## START DATA SHOWN

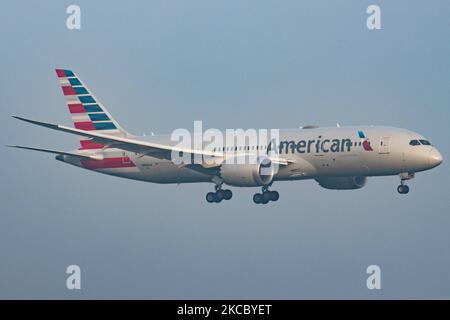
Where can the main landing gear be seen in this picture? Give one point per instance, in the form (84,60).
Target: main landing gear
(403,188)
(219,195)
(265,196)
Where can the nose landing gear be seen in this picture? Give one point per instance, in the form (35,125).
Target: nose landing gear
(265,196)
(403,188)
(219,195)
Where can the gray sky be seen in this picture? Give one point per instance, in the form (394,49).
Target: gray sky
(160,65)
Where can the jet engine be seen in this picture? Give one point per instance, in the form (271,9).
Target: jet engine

## END DATA SHOWN
## START DATA SHOWN

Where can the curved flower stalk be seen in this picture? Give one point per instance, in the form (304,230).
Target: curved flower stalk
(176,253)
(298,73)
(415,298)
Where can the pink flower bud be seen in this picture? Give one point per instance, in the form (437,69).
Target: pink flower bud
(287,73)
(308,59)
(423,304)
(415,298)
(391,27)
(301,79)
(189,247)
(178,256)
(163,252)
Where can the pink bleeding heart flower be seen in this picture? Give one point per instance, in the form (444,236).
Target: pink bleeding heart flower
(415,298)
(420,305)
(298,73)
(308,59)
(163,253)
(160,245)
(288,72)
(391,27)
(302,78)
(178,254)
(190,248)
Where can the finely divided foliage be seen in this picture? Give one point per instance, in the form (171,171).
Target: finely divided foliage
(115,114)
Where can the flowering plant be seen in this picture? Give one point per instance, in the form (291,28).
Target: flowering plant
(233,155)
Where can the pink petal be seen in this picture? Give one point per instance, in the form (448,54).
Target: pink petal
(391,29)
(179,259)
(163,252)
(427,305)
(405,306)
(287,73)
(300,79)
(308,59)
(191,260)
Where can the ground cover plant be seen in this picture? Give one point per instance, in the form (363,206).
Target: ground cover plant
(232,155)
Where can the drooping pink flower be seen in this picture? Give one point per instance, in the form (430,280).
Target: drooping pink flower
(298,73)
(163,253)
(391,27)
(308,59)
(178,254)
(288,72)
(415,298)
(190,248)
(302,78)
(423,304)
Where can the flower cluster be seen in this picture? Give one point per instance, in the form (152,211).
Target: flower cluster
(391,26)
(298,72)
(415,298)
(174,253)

## END DATA SHOWN
## START DATA SHOWN

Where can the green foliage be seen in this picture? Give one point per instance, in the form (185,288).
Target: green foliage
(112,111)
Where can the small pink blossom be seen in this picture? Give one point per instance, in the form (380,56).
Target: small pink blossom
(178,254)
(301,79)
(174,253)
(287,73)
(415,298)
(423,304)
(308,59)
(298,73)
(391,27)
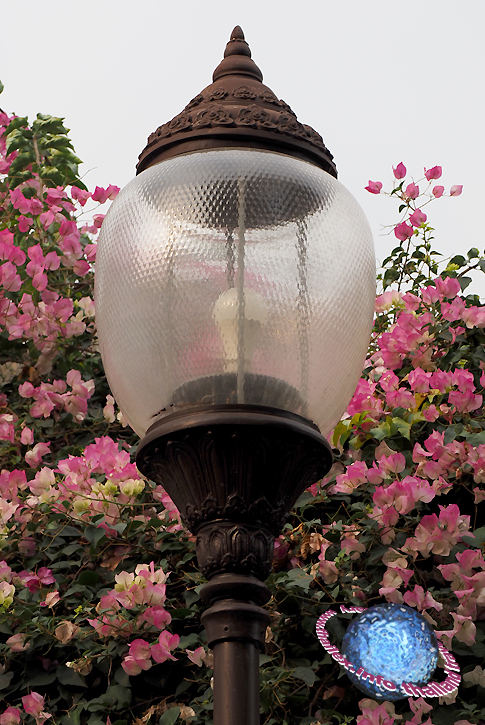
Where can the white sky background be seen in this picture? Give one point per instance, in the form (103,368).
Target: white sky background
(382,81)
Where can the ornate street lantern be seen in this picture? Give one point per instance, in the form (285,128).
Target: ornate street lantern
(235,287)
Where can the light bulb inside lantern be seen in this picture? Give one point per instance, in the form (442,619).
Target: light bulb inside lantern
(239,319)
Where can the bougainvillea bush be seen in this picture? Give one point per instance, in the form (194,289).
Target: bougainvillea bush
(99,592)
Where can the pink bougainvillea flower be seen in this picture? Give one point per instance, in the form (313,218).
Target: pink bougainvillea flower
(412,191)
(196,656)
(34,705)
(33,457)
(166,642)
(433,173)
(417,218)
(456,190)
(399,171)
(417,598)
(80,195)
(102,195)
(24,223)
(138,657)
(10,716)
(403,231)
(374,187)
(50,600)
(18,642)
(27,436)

## END DATA SHOWN

:: PROMPT ::
Transcribe the data above without alteration, beginning at the line that contains "Where can the main" and ending after the line that contains "Target: jet engine".

:: REPLY ::
Where can the main landing gear be seen in this picture? Give one point per instance, in the form (84,60).
Target: main landing gear
(403,188)
(219,195)
(265,196)
Where can the nose landing gear be seen in this picture? Give one point per instance, in the form (35,125).
Target: nose landing gear
(265,196)
(403,188)
(219,195)
Where can the gray sky be seen in this picture? Give one point per instance, in the form (394,49).
Target: gray sky
(160,65)
Where can the jet engine be seen in this picture? Give one point per instance, in the form (271,9).
Target: jet engine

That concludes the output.